(Recorded data)
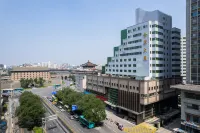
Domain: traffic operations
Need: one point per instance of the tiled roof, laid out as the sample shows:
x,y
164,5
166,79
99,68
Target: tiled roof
x,y
22,69
88,64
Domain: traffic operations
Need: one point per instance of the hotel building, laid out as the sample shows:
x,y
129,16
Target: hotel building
x,y
18,73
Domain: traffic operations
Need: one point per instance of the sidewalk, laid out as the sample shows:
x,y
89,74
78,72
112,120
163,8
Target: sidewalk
x,y
114,118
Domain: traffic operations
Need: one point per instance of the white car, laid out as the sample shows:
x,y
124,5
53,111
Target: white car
x,y
62,110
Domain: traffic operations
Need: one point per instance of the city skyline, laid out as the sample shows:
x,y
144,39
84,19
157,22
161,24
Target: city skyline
x,y
62,30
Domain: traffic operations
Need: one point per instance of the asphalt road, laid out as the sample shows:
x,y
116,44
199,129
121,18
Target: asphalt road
x,y
73,123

Required action
The copy you output must match the entries above exactly, except that it has no pictures.

Answer area
Domain: traffic operations
Need: one point per instance of the tiled roof, laid out as the sample shows:
x,y
164,5
166,79
99,68
Target: tiled roof
x,y
22,69
88,64
Domain: traffic operations
Need: one point per instance of the hotel building, laid out as the sample shows:
x,y
129,16
Target: hotel building
x,y
18,73
Domain: traffic operations
Need: one point per instance of the sidewalk, laid out as the sample shows:
x,y
89,74
78,72
112,120
163,8
Target: sidewalk
x,y
114,118
Domain: traffic operations
Need: one point per instance of the white car, laid out as the sample shows:
x,y
124,5
53,111
Target: white car
x,y
62,110
Domain: traffic operations
Need: one point per instance of the city skyline, laid out as the sample shows:
x,y
144,39
84,19
157,22
161,24
Target: city skyline
x,y
62,30
Domain: traffic operations
Need: one point per instance of the asphalt road, laid out as the sample shows:
x,y
116,44
199,129
121,18
Target: asphalt road
x,y
73,123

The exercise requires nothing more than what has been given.